▶ [Dataset rows on where objects appear]:
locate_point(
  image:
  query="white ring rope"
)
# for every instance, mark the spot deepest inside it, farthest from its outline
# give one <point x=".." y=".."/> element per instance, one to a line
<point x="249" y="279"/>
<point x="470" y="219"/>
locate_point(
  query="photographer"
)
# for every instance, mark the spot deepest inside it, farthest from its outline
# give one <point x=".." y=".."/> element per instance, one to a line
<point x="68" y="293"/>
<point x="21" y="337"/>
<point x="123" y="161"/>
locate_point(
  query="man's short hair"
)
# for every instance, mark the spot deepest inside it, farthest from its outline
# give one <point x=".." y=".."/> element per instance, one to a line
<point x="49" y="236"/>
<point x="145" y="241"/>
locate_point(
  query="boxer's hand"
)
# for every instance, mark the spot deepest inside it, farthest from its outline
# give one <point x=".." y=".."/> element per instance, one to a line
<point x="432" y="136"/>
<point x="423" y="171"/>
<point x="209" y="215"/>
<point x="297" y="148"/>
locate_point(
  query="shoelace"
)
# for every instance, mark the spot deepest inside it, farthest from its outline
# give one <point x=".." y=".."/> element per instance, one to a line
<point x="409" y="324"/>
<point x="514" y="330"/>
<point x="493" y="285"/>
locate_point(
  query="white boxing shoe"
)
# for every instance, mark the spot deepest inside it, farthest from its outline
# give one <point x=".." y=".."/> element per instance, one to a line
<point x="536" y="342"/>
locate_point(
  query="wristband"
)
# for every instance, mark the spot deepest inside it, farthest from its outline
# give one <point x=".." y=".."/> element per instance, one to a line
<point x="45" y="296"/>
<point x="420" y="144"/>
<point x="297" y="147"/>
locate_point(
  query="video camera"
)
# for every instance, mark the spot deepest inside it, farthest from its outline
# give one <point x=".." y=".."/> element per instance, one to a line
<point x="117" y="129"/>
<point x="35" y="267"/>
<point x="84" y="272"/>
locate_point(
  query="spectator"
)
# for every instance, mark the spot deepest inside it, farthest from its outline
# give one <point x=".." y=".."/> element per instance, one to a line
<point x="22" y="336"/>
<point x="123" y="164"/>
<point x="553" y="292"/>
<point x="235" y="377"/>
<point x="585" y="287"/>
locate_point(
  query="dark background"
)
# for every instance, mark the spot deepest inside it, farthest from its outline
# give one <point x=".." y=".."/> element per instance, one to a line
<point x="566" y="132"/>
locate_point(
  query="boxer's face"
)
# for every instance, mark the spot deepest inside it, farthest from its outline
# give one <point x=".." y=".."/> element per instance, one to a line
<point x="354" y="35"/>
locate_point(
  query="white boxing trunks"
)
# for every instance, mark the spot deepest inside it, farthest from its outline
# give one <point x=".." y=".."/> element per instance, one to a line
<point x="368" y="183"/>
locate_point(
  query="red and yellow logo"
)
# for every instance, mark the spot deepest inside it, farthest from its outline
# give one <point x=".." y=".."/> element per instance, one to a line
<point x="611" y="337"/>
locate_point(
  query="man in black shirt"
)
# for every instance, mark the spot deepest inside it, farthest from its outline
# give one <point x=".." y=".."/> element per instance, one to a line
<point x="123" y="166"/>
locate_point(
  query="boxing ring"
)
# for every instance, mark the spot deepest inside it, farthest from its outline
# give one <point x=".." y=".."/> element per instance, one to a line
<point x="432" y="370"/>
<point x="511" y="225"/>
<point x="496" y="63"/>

▶ [Your task]: Transcribe the material above in its entirety. Match it exactly.

▶ [Complete output]:
locate_point(
  image:
  query="white ring rope"
)
# for every instance, mark the spot deepest inside it, farthest from its outline
# give one <point x=".." y=".."/> element per instance, one to a line
<point x="249" y="279"/>
<point x="470" y="219"/>
locate_point(
  query="photographer"
)
# for every instance, mark the spot deepest inside it, farthest from its outline
# give one <point x=".." y=".."/> element per instance, one to a line
<point x="68" y="293"/>
<point x="21" y="337"/>
<point x="123" y="161"/>
locate_point(
  query="man's short hair"
)
# for every instance, mark the spot deepest inside it, farthest from its outline
# give one <point x=".." y=".."/> element per instance, one to a line
<point x="49" y="236"/>
<point x="145" y="241"/>
locate_point(
  query="boxer's hand"
)
# for every instance, mark the spot deepest inside it, farthest from its outline
# give one <point x=".." y=".."/> element per instance, one to a line
<point x="432" y="136"/>
<point x="423" y="171"/>
<point x="209" y="215"/>
<point x="297" y="148"/>
locate_point(
  query="shoelace"
)
# for every instance, mark the spot deepest inside it, farthest from its outline
# give one <point x=".." y=".."/> element per instance, one to a line
<point x="409" y="324"/>
<point x="514" y="330"/>
<point x="493" y="285"/>
locate_point(
  query="white boxing shoe"
)
# for every instance, mark the spot deepest inside it, farthest from its outline
# give one <point x=".." y=".."/> element per instance, one to a line
<point x="536" y="342"/>
locate_point(
  query="wristband"
)
# for every instance, mark the spot deepest inside it, farthest from its outline
# give one <point x=".." y=".."/> element per instance, one to a line
<point x="45" y="296"/>
<point x="420" y="144"/>
<point x="297" y="147"/>
locate_point(
  query="video camera"
)
# for every instance, mark the spot deepest inside it, farthest from its outline
# give one <point x=".." y=".."/> element per instance, one to a line
<point x="117" y="129"/>
<point x="35" y="267"/>
<point x="84" y="272"/>
locate_point(
  query="spectator"
)
# for every instance, mark the spot deepest inside it, farthest from its outline
# give one <point x=".." y=".."/> element per instance, one to a line
<point x="22" y="336"/>
<point x="123" y="164"/>
<point x="553" y="292"/>
<point x="235" y="377"/>
<point x="585" y="287"/>
locate_point(
  query="dark background"
)
# for every instance, mark the spot deepest inside it, farthest from its outline
# give one <point x=".." y=".."/> element per instance, one to a line
<point x="566" y="132"/>
locate_point(
  query="boxer's face"
)
# for every instance, mark the spot deepest inside it, farthest from its outline
# give one <point x=".." y=".."/> element per instance, one to a line
<point x="354" y="35"/>
locate_point(
  query="white boxing trunks"
)
# for every instance, mark the spot deepest inside it, farthest from its outline
# give one <point x=".." y=".."/> element per instance, one to a line
<point x="368" y="183"/>
locate_point(
  query="red and yellow logo"
)
# for every instance, mark the spot deepest inside it, farthest from its outline
# give one <point x=".." y=".."/> element per instance, one to a line
<point x="611" y="337"/>
locate_point(
  query="man in black shirt"
)
# for every instance, mark the spot deepest inside it, farthest from its outline
# give one <point x=".." y=".."/> element per instance, one to a line
<point x="123" y="166"/>
locate_point(
  query="boxing ring"
)
# for every instance, mark the spot deepest inside it, farthest from its outline
# give one <point x=".." y=".."/> element per instance, one to a line
<point x="432" y="370"/>
<point x="511" y="225"/>
<point x="496" y="63"/>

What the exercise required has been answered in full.